(Natural-language object grounding data)
+++

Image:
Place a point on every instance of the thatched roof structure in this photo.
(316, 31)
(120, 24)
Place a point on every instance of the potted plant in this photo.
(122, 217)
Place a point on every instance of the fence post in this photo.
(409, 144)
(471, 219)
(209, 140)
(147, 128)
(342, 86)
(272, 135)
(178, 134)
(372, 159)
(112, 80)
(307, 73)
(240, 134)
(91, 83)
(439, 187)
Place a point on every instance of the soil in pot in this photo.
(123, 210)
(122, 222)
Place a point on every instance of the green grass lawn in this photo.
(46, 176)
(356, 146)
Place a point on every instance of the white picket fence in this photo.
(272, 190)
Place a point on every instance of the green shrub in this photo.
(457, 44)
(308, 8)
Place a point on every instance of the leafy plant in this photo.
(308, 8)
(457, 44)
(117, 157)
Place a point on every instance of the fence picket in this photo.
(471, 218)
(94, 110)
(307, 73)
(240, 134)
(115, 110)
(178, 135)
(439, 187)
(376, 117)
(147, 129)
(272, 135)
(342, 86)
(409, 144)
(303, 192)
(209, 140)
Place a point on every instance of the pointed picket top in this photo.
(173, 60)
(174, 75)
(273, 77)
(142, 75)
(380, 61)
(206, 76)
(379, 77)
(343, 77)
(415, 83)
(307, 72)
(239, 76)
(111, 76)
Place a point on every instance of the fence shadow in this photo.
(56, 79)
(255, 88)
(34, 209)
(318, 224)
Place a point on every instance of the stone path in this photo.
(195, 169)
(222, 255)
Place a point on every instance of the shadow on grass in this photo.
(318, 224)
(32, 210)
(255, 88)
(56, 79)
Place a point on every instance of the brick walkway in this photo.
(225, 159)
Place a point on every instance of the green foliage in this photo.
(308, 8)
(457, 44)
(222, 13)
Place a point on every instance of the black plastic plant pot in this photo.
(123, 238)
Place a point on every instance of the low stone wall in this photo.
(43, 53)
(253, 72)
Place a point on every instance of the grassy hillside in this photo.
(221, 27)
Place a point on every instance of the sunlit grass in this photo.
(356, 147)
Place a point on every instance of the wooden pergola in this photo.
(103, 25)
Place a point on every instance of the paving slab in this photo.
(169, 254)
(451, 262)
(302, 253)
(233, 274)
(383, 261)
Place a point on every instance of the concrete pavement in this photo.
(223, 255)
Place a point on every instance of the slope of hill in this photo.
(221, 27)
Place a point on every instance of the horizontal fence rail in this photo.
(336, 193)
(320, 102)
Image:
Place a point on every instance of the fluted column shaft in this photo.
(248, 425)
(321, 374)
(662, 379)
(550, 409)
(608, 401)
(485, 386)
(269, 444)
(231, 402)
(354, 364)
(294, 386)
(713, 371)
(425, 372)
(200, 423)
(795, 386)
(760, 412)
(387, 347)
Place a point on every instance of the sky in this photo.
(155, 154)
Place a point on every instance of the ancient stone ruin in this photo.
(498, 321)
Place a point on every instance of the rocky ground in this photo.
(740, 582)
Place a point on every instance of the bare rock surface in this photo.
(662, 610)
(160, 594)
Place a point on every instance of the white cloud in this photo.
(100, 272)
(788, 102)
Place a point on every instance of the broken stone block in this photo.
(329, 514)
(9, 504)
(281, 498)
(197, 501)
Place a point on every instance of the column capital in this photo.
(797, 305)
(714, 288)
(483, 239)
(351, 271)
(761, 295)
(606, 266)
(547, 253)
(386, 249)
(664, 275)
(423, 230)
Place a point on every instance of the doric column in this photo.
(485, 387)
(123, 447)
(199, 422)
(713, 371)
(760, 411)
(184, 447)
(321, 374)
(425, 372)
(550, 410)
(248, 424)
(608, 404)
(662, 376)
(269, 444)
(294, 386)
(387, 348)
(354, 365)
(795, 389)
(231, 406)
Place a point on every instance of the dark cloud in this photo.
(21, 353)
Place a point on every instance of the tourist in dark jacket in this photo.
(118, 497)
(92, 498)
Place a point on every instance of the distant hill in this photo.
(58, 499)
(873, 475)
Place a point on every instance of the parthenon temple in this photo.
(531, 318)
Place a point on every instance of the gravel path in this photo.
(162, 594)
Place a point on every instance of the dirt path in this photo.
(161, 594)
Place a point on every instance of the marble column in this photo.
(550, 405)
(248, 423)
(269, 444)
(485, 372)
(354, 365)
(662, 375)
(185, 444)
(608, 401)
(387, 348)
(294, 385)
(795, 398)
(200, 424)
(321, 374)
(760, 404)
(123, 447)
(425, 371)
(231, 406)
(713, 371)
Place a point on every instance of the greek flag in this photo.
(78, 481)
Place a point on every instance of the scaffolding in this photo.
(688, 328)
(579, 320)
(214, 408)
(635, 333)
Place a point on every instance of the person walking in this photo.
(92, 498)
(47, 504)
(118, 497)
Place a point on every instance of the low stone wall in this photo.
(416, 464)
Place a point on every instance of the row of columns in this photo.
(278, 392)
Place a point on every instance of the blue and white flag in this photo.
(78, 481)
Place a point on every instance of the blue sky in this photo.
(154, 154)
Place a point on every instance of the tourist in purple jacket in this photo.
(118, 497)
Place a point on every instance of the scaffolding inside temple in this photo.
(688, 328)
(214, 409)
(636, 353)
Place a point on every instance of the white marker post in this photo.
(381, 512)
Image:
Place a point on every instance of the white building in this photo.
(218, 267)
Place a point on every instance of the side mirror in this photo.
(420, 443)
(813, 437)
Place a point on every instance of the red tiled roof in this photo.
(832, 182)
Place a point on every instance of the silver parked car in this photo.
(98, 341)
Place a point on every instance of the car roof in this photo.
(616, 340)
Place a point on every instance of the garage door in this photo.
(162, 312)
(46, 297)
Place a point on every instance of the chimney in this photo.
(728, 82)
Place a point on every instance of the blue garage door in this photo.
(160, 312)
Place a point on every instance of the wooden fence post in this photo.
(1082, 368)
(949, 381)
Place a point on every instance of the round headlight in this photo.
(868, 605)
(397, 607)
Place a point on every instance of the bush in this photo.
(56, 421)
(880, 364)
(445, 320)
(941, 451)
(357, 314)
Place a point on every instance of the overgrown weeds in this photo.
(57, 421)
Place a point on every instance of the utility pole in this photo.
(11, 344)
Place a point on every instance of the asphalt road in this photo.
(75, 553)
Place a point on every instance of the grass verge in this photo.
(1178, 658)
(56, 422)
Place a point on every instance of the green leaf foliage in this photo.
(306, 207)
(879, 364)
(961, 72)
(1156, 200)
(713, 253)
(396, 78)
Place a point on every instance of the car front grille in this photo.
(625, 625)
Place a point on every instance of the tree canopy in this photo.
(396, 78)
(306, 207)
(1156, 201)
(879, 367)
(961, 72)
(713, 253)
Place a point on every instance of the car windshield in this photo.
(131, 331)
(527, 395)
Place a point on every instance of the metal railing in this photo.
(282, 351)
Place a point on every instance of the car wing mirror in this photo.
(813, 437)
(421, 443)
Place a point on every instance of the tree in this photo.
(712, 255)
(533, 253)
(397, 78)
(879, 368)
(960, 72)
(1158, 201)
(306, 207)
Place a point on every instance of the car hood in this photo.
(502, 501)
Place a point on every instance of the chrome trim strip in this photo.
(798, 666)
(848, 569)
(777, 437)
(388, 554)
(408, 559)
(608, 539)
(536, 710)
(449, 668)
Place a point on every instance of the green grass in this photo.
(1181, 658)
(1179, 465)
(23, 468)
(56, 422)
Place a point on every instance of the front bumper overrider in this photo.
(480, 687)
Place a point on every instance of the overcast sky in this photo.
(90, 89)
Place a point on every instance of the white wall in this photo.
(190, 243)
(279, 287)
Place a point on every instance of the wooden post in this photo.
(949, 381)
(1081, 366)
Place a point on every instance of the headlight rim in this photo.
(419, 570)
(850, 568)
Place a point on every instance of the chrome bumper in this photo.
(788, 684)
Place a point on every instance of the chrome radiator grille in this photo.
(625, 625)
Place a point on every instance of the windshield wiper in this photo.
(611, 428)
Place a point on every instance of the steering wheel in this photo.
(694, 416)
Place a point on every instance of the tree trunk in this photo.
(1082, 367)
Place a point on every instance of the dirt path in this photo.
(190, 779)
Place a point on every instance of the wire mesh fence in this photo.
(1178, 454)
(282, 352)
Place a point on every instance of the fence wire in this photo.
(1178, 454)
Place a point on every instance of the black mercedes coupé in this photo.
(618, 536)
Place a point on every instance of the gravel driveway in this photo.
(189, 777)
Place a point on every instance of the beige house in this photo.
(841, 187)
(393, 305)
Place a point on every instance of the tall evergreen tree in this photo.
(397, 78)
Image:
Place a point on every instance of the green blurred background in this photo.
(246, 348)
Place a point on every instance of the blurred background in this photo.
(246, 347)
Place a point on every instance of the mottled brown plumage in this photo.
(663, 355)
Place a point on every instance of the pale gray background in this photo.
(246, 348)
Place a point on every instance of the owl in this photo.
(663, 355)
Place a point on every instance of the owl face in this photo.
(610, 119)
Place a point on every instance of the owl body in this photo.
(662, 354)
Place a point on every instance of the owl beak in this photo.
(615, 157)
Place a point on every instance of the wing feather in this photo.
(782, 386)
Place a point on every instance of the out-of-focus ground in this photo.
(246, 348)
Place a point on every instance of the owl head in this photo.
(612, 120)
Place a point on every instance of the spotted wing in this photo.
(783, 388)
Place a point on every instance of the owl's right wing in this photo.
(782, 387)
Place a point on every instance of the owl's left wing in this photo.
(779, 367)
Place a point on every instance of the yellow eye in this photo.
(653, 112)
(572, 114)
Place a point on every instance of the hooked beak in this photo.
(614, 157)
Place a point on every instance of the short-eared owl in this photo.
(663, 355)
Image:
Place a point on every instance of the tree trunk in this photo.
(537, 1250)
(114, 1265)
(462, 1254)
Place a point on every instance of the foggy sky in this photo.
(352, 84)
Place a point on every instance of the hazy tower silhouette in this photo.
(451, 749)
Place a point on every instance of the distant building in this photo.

+++

● **Work task**: From the line containing "Place a point on every instance of the owl head" down to the last line of the records above, print every line exactly, with both ends kept.

● **Exercise response**:
Place a point on every instance of the owl head in this photo.
(612, 120)
Place a point on every instance of the spotted wing in this photo.
(783, 388)
Place a point on every instance of the owl's right wing in this photo.
(782, 387)
Place a point on every instance of the owl's left wing in this photo.
(779, 367)
Place a point on every instance of the yellow eye in this photo.
(653, 112)
(572, 114)
Place a point on every instance of the hooked beak in this photo.
(614, 157)
Place a point on every instance of the short-eared owl in this photo.
(663, 355)
Image:
Place a point on every instance of the tree trunk in this photo.
(537, 1250)
(114, 1265)
(462, 1254)
Place a point on every instance of the foggy sky in this photo.
(352, 84)
Place a point on every instance of the hazy tower silhouette in this photo.
(451, 749)
Place a point on every instance of the distant building in this photo.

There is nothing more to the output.